_WHAT IS ASKED_
Can you reproduce the entries below, unchanged, from the line with "Locate the stack" to the line with "[505, 775, 536, 811]", including both of those lines and nothing else?
=-=-=
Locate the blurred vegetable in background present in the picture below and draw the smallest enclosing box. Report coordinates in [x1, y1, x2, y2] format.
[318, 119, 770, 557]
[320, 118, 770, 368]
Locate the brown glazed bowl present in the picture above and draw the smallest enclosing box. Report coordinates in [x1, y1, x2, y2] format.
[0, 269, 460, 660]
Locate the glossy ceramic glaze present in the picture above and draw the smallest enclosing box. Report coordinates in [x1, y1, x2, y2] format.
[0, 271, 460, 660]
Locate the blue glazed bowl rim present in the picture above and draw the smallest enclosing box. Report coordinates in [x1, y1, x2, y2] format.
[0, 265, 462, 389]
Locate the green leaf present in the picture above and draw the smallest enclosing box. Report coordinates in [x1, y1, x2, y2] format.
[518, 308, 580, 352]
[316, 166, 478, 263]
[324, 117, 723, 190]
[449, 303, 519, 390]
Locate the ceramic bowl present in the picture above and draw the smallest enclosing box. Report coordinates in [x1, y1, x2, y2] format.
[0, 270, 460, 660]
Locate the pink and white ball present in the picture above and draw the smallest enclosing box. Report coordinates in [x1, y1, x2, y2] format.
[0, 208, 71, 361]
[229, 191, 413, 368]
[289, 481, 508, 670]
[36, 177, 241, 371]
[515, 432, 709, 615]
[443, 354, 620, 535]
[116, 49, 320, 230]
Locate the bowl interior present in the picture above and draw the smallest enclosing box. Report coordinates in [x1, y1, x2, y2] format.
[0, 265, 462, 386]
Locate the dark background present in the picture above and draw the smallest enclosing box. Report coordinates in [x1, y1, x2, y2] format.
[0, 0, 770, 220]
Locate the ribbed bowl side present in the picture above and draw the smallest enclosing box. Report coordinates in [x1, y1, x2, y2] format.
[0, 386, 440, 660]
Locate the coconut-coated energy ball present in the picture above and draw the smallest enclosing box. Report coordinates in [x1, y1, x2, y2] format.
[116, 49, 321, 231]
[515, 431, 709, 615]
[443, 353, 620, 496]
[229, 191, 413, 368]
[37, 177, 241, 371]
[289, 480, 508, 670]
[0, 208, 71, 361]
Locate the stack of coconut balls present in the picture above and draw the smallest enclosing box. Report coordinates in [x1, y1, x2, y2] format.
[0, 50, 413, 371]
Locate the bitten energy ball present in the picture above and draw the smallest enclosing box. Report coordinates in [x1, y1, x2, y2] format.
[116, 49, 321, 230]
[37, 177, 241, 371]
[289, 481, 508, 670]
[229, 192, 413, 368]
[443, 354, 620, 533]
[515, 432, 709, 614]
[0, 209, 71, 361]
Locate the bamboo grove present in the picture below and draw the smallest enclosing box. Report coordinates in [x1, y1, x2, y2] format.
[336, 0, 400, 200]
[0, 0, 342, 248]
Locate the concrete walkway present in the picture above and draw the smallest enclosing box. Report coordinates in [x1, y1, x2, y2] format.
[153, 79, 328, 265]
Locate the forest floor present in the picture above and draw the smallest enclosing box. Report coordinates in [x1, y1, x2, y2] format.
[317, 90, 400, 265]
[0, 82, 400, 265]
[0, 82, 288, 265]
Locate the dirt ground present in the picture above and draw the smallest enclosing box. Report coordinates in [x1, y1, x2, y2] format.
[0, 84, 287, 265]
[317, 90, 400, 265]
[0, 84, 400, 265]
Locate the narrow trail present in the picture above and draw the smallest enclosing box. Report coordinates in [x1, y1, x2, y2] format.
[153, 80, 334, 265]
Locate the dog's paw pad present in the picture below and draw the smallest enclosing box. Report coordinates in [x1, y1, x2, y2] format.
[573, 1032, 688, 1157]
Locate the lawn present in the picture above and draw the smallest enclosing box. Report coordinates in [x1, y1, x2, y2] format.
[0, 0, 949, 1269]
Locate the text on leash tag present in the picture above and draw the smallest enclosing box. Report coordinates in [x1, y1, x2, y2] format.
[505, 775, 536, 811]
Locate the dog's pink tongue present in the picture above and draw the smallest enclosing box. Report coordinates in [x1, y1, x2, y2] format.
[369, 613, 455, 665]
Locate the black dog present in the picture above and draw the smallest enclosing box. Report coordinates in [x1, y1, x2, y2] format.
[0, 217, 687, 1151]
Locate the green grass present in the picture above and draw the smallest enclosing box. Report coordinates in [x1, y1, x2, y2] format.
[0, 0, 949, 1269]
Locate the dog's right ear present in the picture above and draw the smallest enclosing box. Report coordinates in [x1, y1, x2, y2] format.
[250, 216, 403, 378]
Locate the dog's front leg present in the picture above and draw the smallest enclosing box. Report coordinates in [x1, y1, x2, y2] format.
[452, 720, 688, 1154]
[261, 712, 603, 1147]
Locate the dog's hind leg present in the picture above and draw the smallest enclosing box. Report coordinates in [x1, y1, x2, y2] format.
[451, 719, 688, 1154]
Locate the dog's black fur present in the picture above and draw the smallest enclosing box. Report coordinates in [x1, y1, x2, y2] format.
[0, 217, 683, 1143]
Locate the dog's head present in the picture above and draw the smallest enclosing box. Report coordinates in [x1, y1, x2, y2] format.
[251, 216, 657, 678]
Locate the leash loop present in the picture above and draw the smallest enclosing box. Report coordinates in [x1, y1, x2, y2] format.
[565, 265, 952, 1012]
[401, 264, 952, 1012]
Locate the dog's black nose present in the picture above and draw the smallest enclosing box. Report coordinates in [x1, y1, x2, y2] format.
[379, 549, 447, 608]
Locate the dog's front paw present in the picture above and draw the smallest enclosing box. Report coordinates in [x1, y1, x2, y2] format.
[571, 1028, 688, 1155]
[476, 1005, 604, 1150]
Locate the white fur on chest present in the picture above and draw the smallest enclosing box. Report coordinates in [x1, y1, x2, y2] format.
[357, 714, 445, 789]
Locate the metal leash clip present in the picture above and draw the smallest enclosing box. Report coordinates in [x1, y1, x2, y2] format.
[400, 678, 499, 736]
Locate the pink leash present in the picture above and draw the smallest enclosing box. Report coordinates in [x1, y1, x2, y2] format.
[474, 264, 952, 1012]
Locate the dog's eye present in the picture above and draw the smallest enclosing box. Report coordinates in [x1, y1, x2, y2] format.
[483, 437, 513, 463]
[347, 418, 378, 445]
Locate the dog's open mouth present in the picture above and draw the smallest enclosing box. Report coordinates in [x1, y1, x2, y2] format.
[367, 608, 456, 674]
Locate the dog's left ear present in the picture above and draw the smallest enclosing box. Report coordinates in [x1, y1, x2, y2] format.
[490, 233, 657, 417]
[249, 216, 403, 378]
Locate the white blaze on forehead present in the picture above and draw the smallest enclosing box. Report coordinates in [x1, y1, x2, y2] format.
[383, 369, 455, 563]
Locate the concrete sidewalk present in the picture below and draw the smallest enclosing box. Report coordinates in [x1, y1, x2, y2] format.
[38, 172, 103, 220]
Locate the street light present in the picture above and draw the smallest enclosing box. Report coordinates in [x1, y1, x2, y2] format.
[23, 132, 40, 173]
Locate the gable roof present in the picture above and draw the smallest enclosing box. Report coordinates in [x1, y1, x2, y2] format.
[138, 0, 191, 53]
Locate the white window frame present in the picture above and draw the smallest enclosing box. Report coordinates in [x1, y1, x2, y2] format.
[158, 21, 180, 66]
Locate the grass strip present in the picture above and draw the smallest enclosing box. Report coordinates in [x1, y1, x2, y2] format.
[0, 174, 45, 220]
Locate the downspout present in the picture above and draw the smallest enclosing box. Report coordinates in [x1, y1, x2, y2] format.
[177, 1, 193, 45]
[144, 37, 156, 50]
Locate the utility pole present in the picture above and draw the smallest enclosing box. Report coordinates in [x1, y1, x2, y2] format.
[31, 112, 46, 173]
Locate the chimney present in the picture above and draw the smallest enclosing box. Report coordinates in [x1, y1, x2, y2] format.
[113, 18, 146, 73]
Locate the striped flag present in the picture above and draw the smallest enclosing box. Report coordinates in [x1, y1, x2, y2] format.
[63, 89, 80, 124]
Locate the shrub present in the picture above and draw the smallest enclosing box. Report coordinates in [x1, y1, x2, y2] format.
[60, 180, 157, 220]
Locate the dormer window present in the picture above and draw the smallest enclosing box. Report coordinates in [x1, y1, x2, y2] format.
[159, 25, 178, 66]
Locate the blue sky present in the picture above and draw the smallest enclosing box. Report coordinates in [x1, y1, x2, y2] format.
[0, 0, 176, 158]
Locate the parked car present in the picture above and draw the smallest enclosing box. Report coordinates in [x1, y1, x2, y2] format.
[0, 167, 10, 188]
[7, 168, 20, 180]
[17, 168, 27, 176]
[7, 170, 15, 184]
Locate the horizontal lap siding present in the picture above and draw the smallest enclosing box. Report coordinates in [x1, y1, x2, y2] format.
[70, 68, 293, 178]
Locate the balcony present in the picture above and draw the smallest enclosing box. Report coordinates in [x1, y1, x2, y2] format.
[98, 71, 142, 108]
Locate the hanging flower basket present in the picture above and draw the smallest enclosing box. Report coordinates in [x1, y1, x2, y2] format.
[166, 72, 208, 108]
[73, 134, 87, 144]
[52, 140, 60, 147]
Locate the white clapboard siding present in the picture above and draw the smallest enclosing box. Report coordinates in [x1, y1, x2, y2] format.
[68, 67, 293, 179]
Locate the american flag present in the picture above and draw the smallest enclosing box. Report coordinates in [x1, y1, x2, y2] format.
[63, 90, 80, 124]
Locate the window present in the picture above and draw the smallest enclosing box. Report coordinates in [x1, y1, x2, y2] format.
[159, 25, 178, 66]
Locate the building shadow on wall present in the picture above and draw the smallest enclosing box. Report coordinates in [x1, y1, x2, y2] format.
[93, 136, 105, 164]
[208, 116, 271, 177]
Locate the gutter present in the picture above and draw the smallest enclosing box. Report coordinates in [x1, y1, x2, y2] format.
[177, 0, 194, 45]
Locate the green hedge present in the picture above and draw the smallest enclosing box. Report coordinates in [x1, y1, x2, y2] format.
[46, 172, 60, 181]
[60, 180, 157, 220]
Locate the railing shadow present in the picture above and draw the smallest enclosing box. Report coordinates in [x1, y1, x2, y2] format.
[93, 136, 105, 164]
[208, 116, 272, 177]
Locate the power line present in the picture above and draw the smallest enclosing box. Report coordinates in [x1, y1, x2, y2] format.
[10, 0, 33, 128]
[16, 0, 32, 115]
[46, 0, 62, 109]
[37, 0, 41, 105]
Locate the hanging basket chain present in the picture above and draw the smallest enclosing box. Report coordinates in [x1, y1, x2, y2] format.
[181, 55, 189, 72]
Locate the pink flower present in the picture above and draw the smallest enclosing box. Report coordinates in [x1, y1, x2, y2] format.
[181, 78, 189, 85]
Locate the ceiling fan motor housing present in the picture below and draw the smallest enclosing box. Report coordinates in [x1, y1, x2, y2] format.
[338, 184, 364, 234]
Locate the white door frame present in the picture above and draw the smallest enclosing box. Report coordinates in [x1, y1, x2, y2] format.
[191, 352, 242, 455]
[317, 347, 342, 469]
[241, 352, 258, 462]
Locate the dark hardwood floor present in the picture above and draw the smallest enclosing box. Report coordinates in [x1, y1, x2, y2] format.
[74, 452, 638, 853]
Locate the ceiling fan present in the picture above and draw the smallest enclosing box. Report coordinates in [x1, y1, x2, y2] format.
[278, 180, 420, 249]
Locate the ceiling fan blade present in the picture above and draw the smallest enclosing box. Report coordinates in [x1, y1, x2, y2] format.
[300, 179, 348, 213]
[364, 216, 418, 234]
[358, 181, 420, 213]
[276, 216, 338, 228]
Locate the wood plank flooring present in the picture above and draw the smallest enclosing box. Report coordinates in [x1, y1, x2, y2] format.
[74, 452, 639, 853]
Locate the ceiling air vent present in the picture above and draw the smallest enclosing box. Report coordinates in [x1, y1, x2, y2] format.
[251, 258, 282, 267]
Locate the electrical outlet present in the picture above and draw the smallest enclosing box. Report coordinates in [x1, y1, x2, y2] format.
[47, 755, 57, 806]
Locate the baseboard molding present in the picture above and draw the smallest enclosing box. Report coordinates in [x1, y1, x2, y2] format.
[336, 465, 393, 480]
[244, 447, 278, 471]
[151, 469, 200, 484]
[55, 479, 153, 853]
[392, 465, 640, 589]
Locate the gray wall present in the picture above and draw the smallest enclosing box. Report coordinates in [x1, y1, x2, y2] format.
=-=-=
_TASK ANSWER_
Locate the stack of coconut balls present in the picture above and draw the smallest enclosing box. Report coordinates in [x1, y1, x2, y2] format.
[0, 50, 413, 371]
Locate the bitten energy ball present in the picture above and draw the smallest enclosing box. Report coordinates in [x1, y1, x2, y2] format.
[116, 49, 321, 230]
[37, 177, 241, 371]
[289, 481, 508, 670]
[229, 192, 413, 368]
[443, 354, 620, 533]
[515, 432, 709, 614]
[0, 209, 71, 361]
Locate the bamboo grove present in the picture below and draw the smallest enclosing box. Report coordinates in [x1, y1, x2, y2] format.
[336, 0, 400, 200]
[0, 0, 342, 248]
Locate the concrete walkway present in the picture above and draw the smallest enclosing box. Report coordinates in [x1, y1, x2, y2] format.
[153, 79, 328, 265]
Locate the forest floor present in the picture above and draw the smallest enclosing box. Report coordinates in [x1, y1, x2, y2] format.
[317, 90, 400, 265]
[0, 82, 400, 265]
[0, 82, 288, 265]
Locate the dirt ground present in the picture above and draw the smallest enclosing box. Report coordinates in [x1, y1, x2, y2] format.
[0, 84, 287, 265]
[317, 90, 400, 265]
[0, 84, 400, 265]
Locate the narrow trail present in the picture above and draw the smallest enclosing box. Report coordinates in [x1, y1, x2, y2] format.
[153, 80, 334, 265]
Locate the dog's paw pad present in the picture below and draw the smallest enclosing box. Report coordinates in [x1, y1, x2, y2] format.
[573, 1032, 688, 1157]
Locate the lawn present in the picture above and draw the smallest enclosing box. Report coordinates in [x1, y1, x2, y2] format.
[0, 0, 949, 1269]
Locate the text on leash tag present in the picture above and draw the smallest enclosing box. Report coordinates in [x1, y1, x2, y2] format.
[505, 775, 536, 811]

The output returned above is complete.